## INPUT RECORDS
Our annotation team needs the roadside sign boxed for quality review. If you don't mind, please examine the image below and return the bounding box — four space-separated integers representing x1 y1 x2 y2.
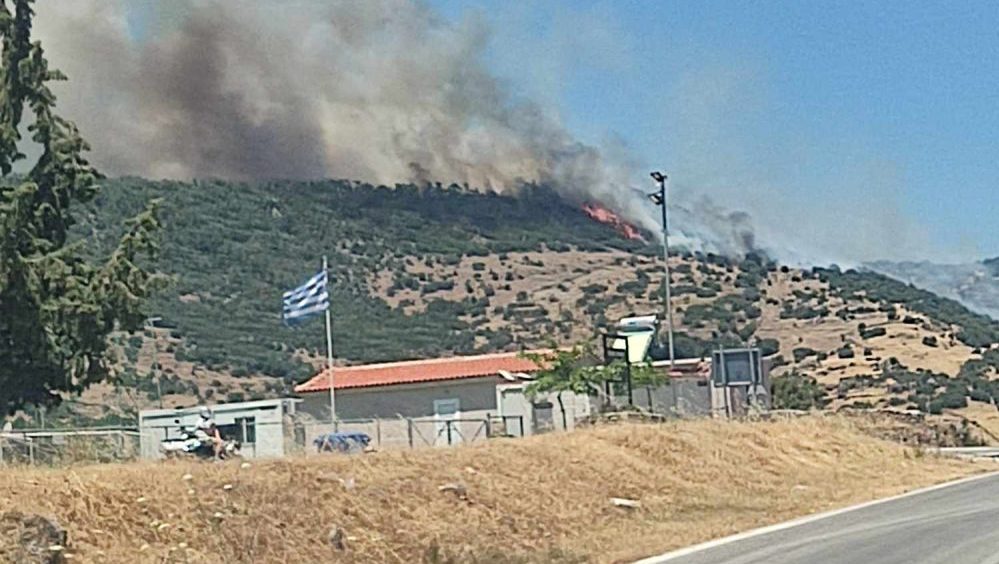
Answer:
711 348 763 386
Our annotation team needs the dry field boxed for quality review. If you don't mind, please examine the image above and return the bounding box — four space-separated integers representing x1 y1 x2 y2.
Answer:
0 416 989 563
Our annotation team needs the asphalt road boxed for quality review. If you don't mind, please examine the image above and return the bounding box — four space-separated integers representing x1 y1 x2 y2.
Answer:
643 474 999 564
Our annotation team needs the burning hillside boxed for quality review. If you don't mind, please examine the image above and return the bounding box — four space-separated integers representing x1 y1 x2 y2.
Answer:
583 204 645 241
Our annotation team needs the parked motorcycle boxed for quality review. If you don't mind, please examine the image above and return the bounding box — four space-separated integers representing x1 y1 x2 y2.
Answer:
312 433 371 453
160 430 240 460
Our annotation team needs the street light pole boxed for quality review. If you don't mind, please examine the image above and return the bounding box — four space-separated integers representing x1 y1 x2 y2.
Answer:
649 171 676 370
146 317 163 409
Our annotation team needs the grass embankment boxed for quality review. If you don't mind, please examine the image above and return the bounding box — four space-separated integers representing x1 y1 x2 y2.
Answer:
0 417 986 562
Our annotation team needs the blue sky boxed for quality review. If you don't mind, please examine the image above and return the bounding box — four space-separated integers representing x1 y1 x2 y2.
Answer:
431 0 999 260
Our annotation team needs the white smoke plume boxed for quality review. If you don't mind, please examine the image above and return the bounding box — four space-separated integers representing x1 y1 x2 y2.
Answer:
36 0 755 253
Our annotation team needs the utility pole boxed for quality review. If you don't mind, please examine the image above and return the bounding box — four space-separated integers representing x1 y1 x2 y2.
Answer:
648 171 676 370
146 317 163 409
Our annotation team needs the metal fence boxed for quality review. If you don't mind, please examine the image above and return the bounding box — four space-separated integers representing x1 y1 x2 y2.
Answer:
295 416 528 451
0 427 139 466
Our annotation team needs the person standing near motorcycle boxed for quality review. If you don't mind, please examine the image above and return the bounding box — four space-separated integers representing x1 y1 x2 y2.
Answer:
194 407 222 459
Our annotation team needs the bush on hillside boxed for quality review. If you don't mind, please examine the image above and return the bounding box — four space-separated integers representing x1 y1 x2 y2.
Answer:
773 372 828 411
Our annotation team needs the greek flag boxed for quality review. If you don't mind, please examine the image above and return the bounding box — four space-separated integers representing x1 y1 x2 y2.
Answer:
281 270 330 325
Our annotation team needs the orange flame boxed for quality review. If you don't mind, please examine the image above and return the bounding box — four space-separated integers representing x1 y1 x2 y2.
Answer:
583 204 644 241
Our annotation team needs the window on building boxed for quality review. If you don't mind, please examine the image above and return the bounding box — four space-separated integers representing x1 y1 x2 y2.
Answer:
219 417 257 445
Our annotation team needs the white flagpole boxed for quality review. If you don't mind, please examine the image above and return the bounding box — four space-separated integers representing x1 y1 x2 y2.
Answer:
323 255 336 426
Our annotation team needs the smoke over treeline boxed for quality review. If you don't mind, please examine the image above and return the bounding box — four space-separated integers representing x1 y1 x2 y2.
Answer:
36 0 756 253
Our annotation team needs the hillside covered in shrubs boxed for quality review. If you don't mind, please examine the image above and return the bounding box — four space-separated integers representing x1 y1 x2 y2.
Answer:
66 178 999 428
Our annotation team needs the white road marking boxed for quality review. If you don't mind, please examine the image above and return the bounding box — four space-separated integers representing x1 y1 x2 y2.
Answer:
635 472 999 564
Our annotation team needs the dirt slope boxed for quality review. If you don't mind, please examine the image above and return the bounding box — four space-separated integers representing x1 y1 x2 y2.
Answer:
0 417 991 562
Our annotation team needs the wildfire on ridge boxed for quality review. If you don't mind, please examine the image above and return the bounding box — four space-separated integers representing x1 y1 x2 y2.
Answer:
583 204 645 241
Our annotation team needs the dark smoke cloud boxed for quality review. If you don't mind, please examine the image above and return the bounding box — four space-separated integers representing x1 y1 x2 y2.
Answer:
37 0 756 254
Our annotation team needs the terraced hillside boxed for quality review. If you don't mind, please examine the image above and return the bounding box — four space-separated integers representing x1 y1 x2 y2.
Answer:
37 179 999 431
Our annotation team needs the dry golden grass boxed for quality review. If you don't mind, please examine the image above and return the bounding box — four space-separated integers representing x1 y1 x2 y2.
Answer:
0 417 987 562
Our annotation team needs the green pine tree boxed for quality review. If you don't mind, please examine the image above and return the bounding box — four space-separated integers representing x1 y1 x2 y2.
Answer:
0 0 159 413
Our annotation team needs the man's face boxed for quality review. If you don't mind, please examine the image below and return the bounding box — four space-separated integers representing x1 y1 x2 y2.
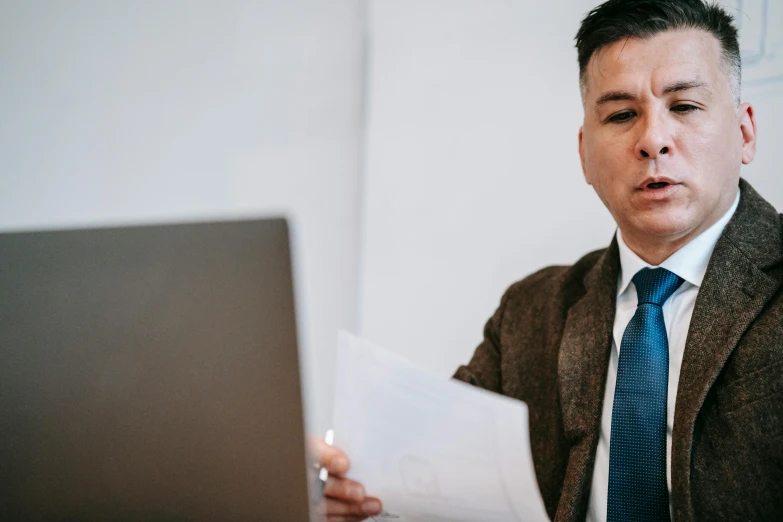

## TO BE DONE
Can you render everything from the line containing "Our annotation team needs the orange" down to the line containing "219 417 257 445", both included, as a two-column CSV with the headers text and answer? Give one row per record, with each value in a single quoted field and any line breaks turned into spaces.

## FINISHED ANSWER
text,answer
"Our annotation team needs the orange flame boxed for quality review. If you don't mind, please examine the image above and return the bounding box — four space-separated integers representing x1 y1 x2 y2. Answer:","583 204 644 241"
"Our annotation team needs the window on building boxed for quality review. If you don't mind, please examine the image above and return the bounding box — four space-separated integers representing x1 y1 x2 y2. Answer:","219 417 257 445"